* start Extracted text *
[openstack-dev] [infra] redo gate jobs only

Jeremy Stanley fungi at yuggoth.org
Thu Aug 3 17:49:06 UTC 2017

On 2017-08-03 08:15:36 +0200 (+0200), Andreas Jaeger wrote:
> "A patchset has to be approved to run tests in the gate pipeline. If the
> patchset has failed in the gate pipeline (it will have been approved to
> get into the gate pipeline) a recheck will first run the check jobs and
> if those pass, it will again run the gate jobs. There is no way to only
> run the gate jobs, the check jobs will first be run again."

The reasons being:

1. There's no good way to decide how long is too long to wait
between passing jobs in check and running jobs in the gate. We used
to not enforce this "clean check" policy and developers would
repeatedly reverify broken changes back into the gate pipeline over
and over creating a significant amount of additional disruption
because their change had passed check jobs once (perhaps many months
earlier). Now they at least only get to disrupt the gate once when
that change gets approved, but after that it won't be able to make
it back into the gate until a fixed revision is uploaded and so
doesn't further slow down the merging of unrelated changes.

2. If a change passes jobs once (in check) and then fails later (in
the gate) then there's a fair chance it's introducing a
nondeterministic bug (one which only manifests sometimes but not on
every run). Back when we used to allow reverification directly in
the gate pipeline for changes which passed check, we had people
rechecking flaky changes until they passed and then reverifying them
over and over after approval until they made them through the gate.
Under these conditions a recheck followed by a reverify could merge
changes which failed jobs 50% of the time; 9 rechecks and 9
reverifies could merge a change which failed jobs 90% of the time on
average. With the current requirements to pass both check and gate
in series, it takes on average 3 rechecks to merge a 50% failing
change and 99 rechecks to merge a 90% failing change.

So basically if a change fails in the gate pipeline, there's good
reason for it to get increased scrutiny at least in the form of
trying the jobs again in the check pipeline before going back to the
gate once more.
Jeremy Stanley
* end Extracted text *
* start Supplied material *
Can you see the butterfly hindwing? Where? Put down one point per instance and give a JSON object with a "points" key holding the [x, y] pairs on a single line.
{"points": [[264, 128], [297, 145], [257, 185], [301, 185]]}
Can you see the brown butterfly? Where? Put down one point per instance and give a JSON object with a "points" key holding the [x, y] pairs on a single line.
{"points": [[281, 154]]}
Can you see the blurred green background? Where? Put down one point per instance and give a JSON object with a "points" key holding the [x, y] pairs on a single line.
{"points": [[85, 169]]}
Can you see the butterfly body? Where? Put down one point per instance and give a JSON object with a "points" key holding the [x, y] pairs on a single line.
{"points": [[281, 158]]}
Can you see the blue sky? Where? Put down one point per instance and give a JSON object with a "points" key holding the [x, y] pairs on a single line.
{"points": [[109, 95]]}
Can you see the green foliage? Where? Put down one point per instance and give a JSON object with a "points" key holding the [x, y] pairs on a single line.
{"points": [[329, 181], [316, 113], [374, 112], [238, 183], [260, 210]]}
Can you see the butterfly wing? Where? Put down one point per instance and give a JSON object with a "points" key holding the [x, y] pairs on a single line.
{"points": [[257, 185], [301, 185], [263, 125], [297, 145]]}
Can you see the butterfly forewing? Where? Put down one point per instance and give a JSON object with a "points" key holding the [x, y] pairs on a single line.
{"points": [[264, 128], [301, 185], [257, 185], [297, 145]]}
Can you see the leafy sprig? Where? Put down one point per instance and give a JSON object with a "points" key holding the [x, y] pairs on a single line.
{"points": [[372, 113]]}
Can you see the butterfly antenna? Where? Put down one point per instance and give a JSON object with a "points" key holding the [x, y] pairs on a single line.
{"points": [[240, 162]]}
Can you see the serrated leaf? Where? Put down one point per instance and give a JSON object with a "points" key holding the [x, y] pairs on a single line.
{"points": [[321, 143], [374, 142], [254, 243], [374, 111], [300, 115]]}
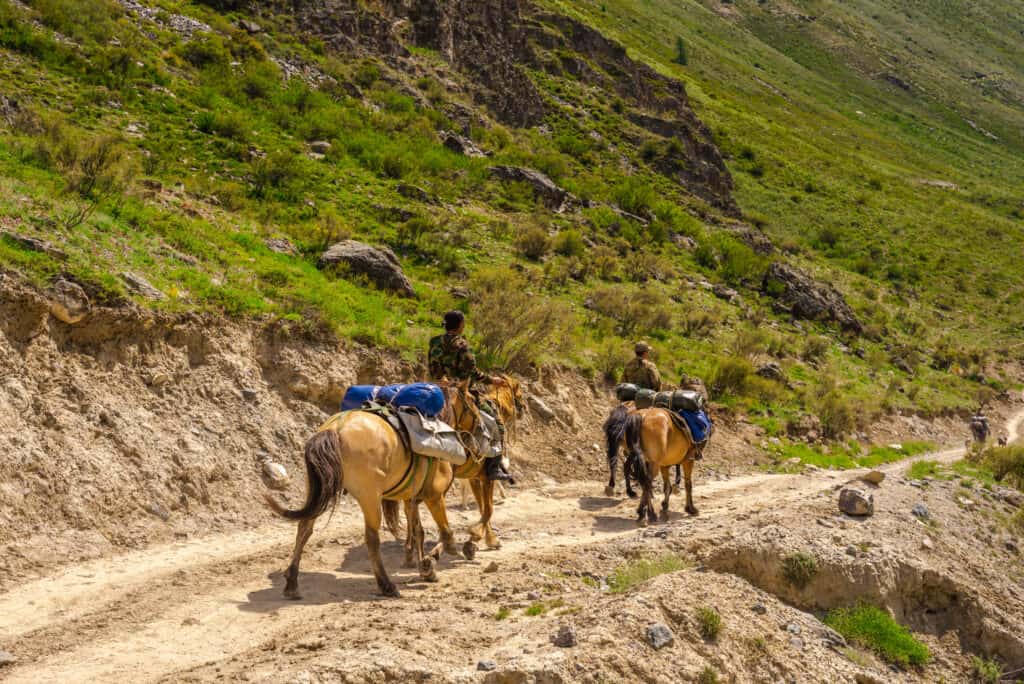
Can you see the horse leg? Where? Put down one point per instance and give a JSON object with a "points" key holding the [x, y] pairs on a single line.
{"points": [[292, 575], [372, 520], [489, 538], [627, 462], [667, 492], [688, 472], [439, 514]]}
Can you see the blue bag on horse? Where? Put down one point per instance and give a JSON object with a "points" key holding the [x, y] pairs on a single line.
{"points": [[698, 422], [424, 396], [356, 395]]}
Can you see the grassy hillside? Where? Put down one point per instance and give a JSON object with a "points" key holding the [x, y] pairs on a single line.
{"points": [[171, 142]]}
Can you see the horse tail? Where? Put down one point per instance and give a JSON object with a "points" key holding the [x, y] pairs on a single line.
{"points": [[324, 478], [391, 518], [614, 428], [634, 442]]}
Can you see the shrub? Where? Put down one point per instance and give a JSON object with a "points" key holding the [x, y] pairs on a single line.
{"points": [[731, 377], [515, 326], [710, 623], [569, 243], [799, 568], [872, 628], [532, 243], [1007, 463], [632, 573]]}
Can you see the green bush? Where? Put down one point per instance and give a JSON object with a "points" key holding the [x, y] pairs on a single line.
{"points": [[731, 377], [1007, 463], [514, 327], [875, 629], [568, 243], [532, 243], [799, 568], [710, 623]]}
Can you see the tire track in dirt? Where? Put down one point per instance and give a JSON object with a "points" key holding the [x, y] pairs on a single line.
{"points": [[155, 612]]}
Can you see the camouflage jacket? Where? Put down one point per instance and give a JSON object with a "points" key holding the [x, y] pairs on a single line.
{"points": [[451, 357], [643, 374]]}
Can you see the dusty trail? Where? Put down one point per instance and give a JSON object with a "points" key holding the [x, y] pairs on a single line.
{"points": [[159, 612]]}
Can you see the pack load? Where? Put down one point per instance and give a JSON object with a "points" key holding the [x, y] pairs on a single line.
{"points": [[431, 437], [425, 397], [680, 399], [644, 398], [627, 391]]}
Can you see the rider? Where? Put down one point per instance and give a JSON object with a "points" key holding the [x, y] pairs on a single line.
{"points": [[450, 356], [979, 425], [641, 371]]}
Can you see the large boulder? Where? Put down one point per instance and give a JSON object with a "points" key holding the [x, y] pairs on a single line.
{"points": [[378, 263], [550, 194], [807, 298]]}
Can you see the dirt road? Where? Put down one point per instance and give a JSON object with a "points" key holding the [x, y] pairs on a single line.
{"points": [[164, 611]]}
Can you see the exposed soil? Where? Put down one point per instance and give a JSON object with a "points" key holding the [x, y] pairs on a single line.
{"points": [[111, 426]]}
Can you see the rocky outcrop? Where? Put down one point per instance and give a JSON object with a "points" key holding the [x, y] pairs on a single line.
{"points": [[495, 44], [805, 297], [378, 263], [549, 193]]}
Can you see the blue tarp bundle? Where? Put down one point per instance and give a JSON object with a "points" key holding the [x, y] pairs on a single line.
{"points": [[698, 422], [425, 397]]}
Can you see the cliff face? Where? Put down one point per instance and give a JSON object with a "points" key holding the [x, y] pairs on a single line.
{"points": [[496, 45]]}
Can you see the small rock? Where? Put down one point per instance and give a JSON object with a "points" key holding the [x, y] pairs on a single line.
{"points": [[69, 303], [566, 637], [873, 477], [275, 474], [320, 146], [856, 502], [541, 409], [659, 636]]}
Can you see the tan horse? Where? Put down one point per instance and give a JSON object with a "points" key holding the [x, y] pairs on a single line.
{"points": [[656, 444], [358, 453]]}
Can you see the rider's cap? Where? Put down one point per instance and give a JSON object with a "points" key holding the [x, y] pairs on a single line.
{"points": [[453, 319]]}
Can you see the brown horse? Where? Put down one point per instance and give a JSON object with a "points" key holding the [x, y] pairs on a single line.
{"points": [[614, 428], [656, 443], [359, 453]]}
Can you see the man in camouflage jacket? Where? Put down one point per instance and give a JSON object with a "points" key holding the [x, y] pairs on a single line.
{"points": [[641, 371], [450, 357]]}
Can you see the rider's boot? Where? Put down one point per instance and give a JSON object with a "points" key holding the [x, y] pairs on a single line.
{"points": [[493, 469]]}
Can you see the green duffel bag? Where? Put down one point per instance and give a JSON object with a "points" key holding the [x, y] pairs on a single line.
{"points": [[644, 398], [626, 391]]}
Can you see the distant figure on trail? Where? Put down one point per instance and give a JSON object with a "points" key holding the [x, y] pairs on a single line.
{"points": [[979, 426], [641, 371], [450, 357]]}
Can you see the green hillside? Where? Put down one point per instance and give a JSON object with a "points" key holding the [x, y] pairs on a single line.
{"points": [[880, 150]]}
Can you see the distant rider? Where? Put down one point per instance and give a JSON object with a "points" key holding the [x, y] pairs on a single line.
{"points": [[641, 371], [450, 356]]}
* end Supplied material *
# Problem details
The mailing-list post about redoing gate jobs above contains claims about how many rechecks or reverifies it takes to merge a change that fails jobs a given percentage of the time. List every such claim, giving the policy it applies to, the failure rate, and the number of attempts.

# Exercise result
- Old policy (reverify directly in the gate): a change failing jobs 50% of the time could merge after a recheck followed by a reverify.
- Old policy: a change failing jobs 90% of the time could merge after 9 rechecks and 9 reverifies on average.
- Current policy (pass check and gate in series): a change failing jobs 50% of the time takes 3 rechecks on average to merge.
- Current policy: a change failing jobs 90% of the time takes 99 rechecks on average to merge.